## Begin GIVEN INFORMATION

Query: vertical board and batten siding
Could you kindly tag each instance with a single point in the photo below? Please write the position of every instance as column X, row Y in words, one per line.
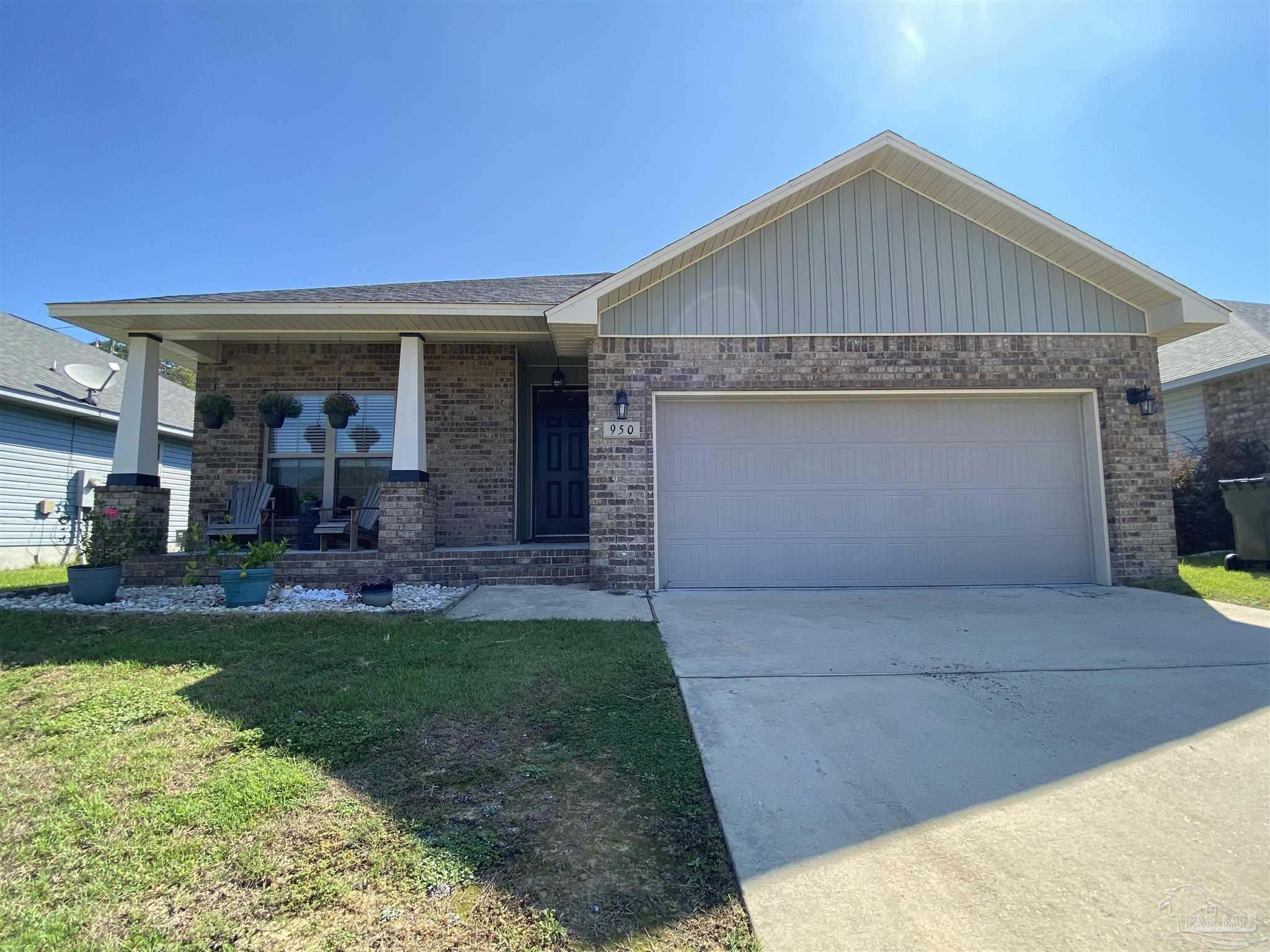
column 870, row 257
column 40, row 454
column 1185, row 420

## End GIVEN INFORMATION

> [TASK TO CARRY OUT]
Reproduce the data above word for word, leaving out the picture.

> [FULL OUTPUT]
Query: vertical board and batten siding
Could you kindly tag each instance with a single point in the photo below? Please write the position of every instance as column X, row Y in words, one per line.
column 870, row 257
column 40, row 454
column 1185, row 420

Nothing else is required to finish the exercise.